Jerome Wynter is a third-year PhD candidate at the University of Birmingham. His research focuses on the representation of the Other in Elizabeth Barrett Browning’s political poems from her juvenilia to the mature works (1822- 1860), examining her use of oppression as a metaphor for slavery and the Italian Risorgimento as both analogous to and coextensive with American antislavery. Jerome is also interested in exploring the relationship between prosody and antislavery verse. You can contact him at firstname.lastname@example.org.

* OBJECTIVE A *
Which people and institutions does the bio name? List each one once.
The bio and the entries have no connection to each other.

* INPUT RECORDS *

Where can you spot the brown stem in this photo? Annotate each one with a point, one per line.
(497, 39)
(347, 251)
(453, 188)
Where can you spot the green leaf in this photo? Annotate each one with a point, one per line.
...
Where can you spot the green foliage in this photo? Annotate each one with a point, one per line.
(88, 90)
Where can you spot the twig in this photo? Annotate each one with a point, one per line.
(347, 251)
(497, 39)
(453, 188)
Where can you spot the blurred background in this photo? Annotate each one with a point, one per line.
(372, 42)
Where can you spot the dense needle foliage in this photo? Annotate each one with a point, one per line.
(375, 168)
--
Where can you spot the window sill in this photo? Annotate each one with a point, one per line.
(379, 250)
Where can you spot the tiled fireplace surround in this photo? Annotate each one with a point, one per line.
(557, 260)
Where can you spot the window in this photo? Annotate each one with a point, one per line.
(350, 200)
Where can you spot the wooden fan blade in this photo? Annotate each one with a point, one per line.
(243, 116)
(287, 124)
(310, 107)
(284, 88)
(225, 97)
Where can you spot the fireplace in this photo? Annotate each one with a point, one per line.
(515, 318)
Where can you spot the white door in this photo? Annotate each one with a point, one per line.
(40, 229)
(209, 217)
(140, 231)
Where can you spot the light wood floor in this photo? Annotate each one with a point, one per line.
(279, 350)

* OBJECTIVE B *
Which lines of the entries contain the string "fireplace"? Extract each of them in full.

* COMPLETE RESPONSE A *
Jerome Wynter
University of Birmingham
Elizabeth Barrett Browning

* COMPLETE RESPONSE B *
Where can you spot the tiled fireplace surround in this photo? Annotate each one with a point, one per line.
Where can you spot the fireplace in this photo? Annotate each one with a point, one per line.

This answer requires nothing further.